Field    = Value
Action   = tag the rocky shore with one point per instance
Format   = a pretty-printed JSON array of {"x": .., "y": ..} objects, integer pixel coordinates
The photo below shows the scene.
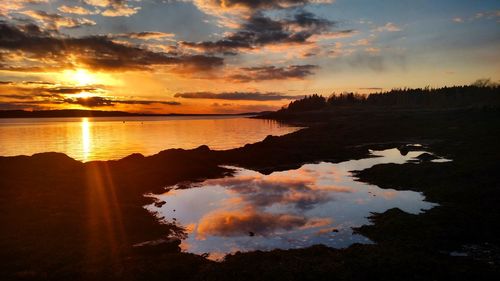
[{"x": 65, "y": 219}]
= = = =
§ Work instruction
Please output every record above exactly. Leave the pictures out.

§ The answer
Field    = Value
Action   = tag the rocky shore with one point per instance
Format   = a pretty-printed JSON array of {"x": .., "y": ..} objects, integer pixel coordinates
The photo below shows the scene.
[{"x": 65, "y": 219}]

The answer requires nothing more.